**Trecho apresentado:**

──────────

De acordo com a consultoria, as principais razões para a mudança de marcas durante a pandemia consistiram, nesta ordem: o aumento das preocupações do consumidor com seus gastos e a consequente busca mais frequente por melhores preços; a falta de disponibilidade de produtos que habitualmente consumiam. “Essas duas vantagens características dos produtos de marca própria – alta disponibilidade e preço baixo – fizeram deles consideravelmente mais atrativos para os consumidores durante a pandemia da covid-19”, destacou o trabalho. A reflexão dos especialistas da McKinsey ganhou suporte nos números levantados pelo survey conduzido junto aos consumidores dos Estados Unidos. Segundo a pesquisa, 19% dos consumidores do país pretendiam – em junho de 2020 – consumir mais produtos de marca própria enquanto a crise durasse. Outros 73% pretendiam manter a mesma frequência. E só 8% afirmaram que comprariam menos do que antes.

──────────

**Tarefa:**
Reescreva em forma de lista o parágrafo do trecho apresentado que começa com "De acordo com a consultoria", preservando seus fatos principais.

──────────

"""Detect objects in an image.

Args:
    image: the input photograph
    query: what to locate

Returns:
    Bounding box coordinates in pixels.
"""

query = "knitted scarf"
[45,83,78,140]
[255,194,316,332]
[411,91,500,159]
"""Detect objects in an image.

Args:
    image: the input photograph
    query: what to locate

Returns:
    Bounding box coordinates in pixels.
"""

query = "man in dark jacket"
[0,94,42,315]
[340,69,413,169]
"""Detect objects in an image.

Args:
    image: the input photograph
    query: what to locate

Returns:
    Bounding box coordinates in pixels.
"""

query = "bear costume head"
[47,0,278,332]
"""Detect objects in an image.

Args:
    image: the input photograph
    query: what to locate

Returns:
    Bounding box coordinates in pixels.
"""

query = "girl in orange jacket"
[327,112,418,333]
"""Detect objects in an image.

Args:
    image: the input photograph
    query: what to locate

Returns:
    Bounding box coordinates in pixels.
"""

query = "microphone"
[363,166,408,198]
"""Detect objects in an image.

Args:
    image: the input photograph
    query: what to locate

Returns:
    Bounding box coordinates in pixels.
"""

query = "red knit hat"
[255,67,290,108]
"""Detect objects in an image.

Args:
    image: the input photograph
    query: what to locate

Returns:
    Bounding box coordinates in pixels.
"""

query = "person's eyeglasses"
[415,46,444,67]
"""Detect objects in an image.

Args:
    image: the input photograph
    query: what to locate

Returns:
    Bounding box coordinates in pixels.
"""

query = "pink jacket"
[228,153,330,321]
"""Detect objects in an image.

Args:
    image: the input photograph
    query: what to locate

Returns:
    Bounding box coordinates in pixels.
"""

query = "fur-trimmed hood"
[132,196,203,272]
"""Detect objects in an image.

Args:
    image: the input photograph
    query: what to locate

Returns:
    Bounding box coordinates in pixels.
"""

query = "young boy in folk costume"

──────────

**Resolução:**
- Segundo a consultoria, as principais razões para a mudança de marcas durante a pandemia foram, nesta ordem:
  1. a maior preocupação do consumidor com seus gastos, que levou a uma busca mais frequente por melhores preços;
  2. a falta de disponibilidade dos produtos que costumavam consumir.
- Alta disponibilidade e preço baixo, vantagens típicas dos produtos de marca própria, tornaram esses produtos bem mais atrativos durante a pandemia da covid-19.
- A análise dos especialistas da McKinsey foi apoiada por um survey com consumidores dos Estados Unidos, realizado em junho de 2020:
  - 19% pretendiam consumir mais produtos de marca própria enquanto durasse a crise;
  - 73% pretendiam manter a mesma frequência;
  - 8% disseram que comprariam menos do que antes.